INSTRUCTIONS TO FOLLOW -> Your job is to reproduce all of the data exactly.

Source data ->
====

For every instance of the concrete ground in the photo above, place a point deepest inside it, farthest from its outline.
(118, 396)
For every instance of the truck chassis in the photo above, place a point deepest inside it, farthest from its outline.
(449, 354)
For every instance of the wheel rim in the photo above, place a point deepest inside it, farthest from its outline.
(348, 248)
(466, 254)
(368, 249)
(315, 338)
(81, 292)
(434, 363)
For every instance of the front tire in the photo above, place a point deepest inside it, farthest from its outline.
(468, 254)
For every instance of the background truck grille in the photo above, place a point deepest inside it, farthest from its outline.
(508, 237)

====

RESPONSE BOX ->
For every instance of the concrete ground in the photo above, place a point deepest inside it, farthest from its outline.
(118, 396)
For every instance of the truck chassis in the photo above, place a point deepest inside it, farthest from its outline.
(449, 354)
For every instance of the wheel rim in the photo above, place a point deepest inside it, farthest from its outline.
(348, 248)
(466, 254)
(368, 249)
(315, 338)
(81, 292)
(434, 363)
For every instance of the front tire in the photo above, place a point deepest inside it, farthest from its outline.
(468, 254)
For every instance of the background truck grille in the photo above, place a point deepest inside it, farthest from its outline.
(508, 237)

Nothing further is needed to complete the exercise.